_Set problem_
Set down, in full, every record in the block.

Object pointing dataset rows:
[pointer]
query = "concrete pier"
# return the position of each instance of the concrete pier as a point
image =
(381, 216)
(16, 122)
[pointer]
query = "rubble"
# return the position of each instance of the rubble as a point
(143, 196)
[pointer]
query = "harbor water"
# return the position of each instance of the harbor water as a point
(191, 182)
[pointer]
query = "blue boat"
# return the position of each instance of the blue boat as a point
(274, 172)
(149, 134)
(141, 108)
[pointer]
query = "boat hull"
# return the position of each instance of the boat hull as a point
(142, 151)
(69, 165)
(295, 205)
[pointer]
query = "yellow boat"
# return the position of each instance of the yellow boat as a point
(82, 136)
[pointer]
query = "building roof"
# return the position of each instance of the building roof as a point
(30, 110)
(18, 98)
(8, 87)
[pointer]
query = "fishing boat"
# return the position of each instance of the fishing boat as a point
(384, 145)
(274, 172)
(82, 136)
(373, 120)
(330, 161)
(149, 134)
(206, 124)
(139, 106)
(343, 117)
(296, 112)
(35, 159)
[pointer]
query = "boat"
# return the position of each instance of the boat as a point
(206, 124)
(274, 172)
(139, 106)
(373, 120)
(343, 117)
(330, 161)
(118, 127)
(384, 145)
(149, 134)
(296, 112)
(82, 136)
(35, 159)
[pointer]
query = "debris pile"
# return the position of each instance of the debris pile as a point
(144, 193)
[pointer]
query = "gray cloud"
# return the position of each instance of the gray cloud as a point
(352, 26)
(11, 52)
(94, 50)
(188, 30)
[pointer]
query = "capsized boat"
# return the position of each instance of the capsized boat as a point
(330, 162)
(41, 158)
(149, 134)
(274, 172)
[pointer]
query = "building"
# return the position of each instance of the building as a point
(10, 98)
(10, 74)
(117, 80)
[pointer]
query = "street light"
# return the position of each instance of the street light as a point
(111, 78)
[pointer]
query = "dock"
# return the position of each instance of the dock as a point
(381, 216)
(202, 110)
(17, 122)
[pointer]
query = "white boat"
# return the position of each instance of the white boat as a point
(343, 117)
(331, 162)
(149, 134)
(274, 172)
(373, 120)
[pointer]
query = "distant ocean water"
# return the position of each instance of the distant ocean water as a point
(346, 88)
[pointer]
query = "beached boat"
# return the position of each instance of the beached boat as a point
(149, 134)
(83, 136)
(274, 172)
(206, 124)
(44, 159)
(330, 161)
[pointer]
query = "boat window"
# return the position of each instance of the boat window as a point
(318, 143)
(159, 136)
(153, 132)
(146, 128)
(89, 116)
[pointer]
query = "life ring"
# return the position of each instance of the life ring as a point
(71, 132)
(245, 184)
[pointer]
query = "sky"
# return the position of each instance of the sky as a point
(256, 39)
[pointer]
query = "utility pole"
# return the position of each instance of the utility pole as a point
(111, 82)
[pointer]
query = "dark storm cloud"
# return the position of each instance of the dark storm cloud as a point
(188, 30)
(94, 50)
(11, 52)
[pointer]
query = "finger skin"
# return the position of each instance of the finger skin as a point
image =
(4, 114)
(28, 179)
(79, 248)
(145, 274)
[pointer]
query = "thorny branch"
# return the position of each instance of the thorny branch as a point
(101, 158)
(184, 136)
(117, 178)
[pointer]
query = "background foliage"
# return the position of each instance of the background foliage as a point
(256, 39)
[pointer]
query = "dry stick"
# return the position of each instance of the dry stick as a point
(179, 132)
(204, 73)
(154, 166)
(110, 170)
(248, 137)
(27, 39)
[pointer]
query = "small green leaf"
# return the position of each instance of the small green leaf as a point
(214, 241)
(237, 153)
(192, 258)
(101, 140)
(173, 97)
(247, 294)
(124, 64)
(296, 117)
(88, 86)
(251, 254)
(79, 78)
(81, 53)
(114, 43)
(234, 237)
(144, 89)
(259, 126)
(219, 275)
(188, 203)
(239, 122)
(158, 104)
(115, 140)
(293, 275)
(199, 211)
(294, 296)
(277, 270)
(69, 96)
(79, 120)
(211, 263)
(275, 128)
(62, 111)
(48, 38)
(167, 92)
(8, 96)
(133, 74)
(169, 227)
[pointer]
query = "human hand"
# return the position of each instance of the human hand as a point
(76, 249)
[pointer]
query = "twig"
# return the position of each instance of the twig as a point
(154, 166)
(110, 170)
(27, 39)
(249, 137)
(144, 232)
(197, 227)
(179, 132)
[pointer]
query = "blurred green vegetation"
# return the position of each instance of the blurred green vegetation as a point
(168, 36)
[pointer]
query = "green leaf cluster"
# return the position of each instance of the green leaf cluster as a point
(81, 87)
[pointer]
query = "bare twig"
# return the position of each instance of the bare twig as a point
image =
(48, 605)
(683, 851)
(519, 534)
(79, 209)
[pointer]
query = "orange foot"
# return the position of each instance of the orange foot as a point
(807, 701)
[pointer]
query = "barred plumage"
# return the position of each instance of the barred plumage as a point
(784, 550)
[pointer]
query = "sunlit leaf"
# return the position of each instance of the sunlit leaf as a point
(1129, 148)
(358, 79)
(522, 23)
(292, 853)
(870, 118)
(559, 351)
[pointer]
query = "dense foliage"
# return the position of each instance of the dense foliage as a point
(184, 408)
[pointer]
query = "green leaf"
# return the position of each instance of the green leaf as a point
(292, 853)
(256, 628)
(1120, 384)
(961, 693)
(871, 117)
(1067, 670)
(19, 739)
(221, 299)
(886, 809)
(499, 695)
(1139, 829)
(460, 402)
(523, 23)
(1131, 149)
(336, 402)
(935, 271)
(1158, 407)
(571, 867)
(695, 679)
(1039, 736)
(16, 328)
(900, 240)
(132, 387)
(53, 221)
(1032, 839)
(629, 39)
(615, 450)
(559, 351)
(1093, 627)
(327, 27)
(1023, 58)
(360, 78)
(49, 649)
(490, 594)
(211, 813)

_Task solution_
[pointer]
query = "concrete pier"
# return the position of each instance of the concrete pier as a point
image =
(381, 216)
(16, 122)
[pointer]
query = "rubble"
# return the position of each instance of the rubble as a point
(143, 196)
[pointer]
query = "harbor water"
# return the position of each instance of the harbor water as a point
(191, 182)
[pointer]
query = "blue boat"
# return the position of each instance of the blue boat as a point
(274, 172)
(149, 134)
(141, 108)
[pointer]
query = "boat hull"
# return the position of each instance of the boat hull as a point
(142, 151)
(69, 165)
(295, 205)
[pointer]
query = "yellow boat"
# return the position of each instance of the yellow boat as a point
(82, 136)
[pointer]
query = "building roof"
# return the position of each instance of the building roof as a point
(30, 110)
(18, 98)
(8, 87)
[pointer]
query = "fishing boat"
# return the position of each instance of the fishing boat as a point
(384, 145)
(274, 172)
(82, 136)
(373, 120)
(330, 161)
(149, 134)
(206, 124)
(139, 106)
(343, 117)
(296, 112)
(35, 159)
[pointer]
query = "boat"
# return the position of each instance of the boat as a point
(206, 124)
(274, 172)
(139, 106)
(373, 120)
(343, 117)
(330, 161)
(118, 127)
(384, 145)
(149, 134)
(296, 112)
(82, 136)
(35, 159)
[pointer]
query = "debris pile"
# return the position of each instance of the debris pile as a point
(144, 193)
[pointer]
query = "gray cloud"
# return the position of each instance of the gray cloud as a point
(352, 26)
(11, 52)
(94, 50)
(188, 30)
[pointer]
query = "capsized boat"
# return the position of each instance of the capsized boat as a point
(330, 162)
(41, 158)
(149, 134)
(274, 172)
[pointer]
query = "building"
# return the position of each instance of the building as a point
(10, 98)
(10, 74)
(117, 80)
[pointer]
query = "street light"
# return the position of each instance of the street light as a point
(111, 78)
[pointer]
query = "dock"
# return the position of each instance of the dock as a point
(381, 216)
(202, 110)
(17, 122)
[pointer]
query = "white boat"
# return the position of each instance of the white boat as a point
(343, 117)
(331, 162)
(149, 134)
(274, 172)
(373, 120)
[pointer]
query = "distant ocean water"
# return the position of each instance of the distant ocean water as a point
(346, 88)
[pointer]
query = "beached boat"
# return the position of each instance of the beached boat as a point
(149, 134)
(83, 136)
(274, 172)
(206, 124)
(44, 159)
(330, 161)
[pointer]
query = "boat window"
# return the position of each instance of the boat window as a point
(318, 143)
(159, 136)
(153, 132)
(146, 128)
(89, 116)
[pointer]
query = "life ring"
# return the position of each instance of the life ring as a point
(71, 132)
(245, 184)
[pointer]
query = "sky"
# return the position of each instance of the sky as a point
(256, 39)
[pointer]
query = "utility pole"
# return the position of each instance of the utility pole as a point
(111, 82)
[pointer]
query = "dark storm cloud"
# return the position of each instance of the dark storm cloud as a point
(188, 30)
(94, 50)
(11, 52)
[pointer]
query = "finger skin"
# return the position of each instance of the finger skin as a point
image =
(4, 114)
(28, 179)
(79, 248)
(145, 274)
[pointer]
query = "thorny branch"
# return the position of each instance of the thorny branch as a point
(101, 158)
(184, 136)
(117, 178)
[pointer]
query = "background foliage"
# return the position of each instance of the background foliage as a point
(256, 39)
[pointer]
query = "dry stick"
# return the position of each instance of the dry stick as a point
(179, 132)
(204, 73)
(154, 166)
(110, 170)
(248, 137)
(27, 39)
[pointer]
query = "small green leaf"
# return the position of each instance of the small green leaf as a point
(214, 241)
(237, 153)
(192, 258)
(101, 140)
(173, 97)
(247, 294)
(124, 64)
(296, 117)
(88, 86)
(251, 254)
(79, 78)
(81, 53)
(114, 43)
(234, 237)
(144, 89)
(259, 126)
(219, 275)
(188, 203)
(239, 122)
(158, 104)
(115, 140)
(293, 275)
(199, 211)
(294, 296)
(277, 270)
(69, 96)
(79, 120)
(211, 263)
(275, 128)
(62, 111)
(48, 38)
(167, 92)
(8, 96)
(133, 74)
(169, 227)
[pointer]
query = "human hand"
# return the position of each instance of the human hand as a point
(76, 249)
[pointer]
query = "twig"
# return the position of each instance of the twig as a point
(154, 166)
(110, 170)
(27, 39)
(249, 137)
(144, 232)
(197, 227)
(179, 132)
[pointer]
query = "blurred green vegetation"
# return the position of each instance of the blurred green vegetation as a point
(168, 36)
[pointer]
query = "green leaf cluster"
# return the position of each instance of the green leaf cluster as a point
(81, 87)
[pointer]
query = "bare twig"
# return the position of each instance of the bare twig as a point
image =
(48, 605)
(683, 851)
(519, 534)
(79, 209)
[pointer]
query = "orange foot"
# return the position of each instance of the orange foot as a point
(807, 701)
[pointer]
query = "barred plumage"
# return the position of each instance of the barred plumage as a point
(784, 550)
[pointer]
query = "sunlit leaf"
# return the position of each instance of the sunlit leaf as a point
(1129, 148)
(358, 79)
(522, 23)
(292, 853)
(870, 118)
(559, 351)
[pointer]
query = "dense foliage"
# return the position of each instance of the dense foliage as a point
(184, 408)
[pointer]
query = "green leaf"
# return the position of each instance of the green leaf as a point
(292, 853)
(256, 628)
(1120, 384)
(961, 693)
(871, 117)
(1067, 670)
(19, 739)
(221, 299)
(886, 809)
(499, 695)
(1139, 829)
(460, 402)
(523, 23)
(1131, 149)
(336, 402)
(935, 271)
(1158, 407)
(571, 867)
(695, 679)
(1039, 736)
(16, 328)
(900, 240)
(132, 387)
(53, 221)
(1032, 839)
(629, 39)
(615, 450)
(559, 351)
(1093, 627)
(327, 27)
(1023, 58)
(360, 78)
(49, 649)
(490, 594)
(211, 813)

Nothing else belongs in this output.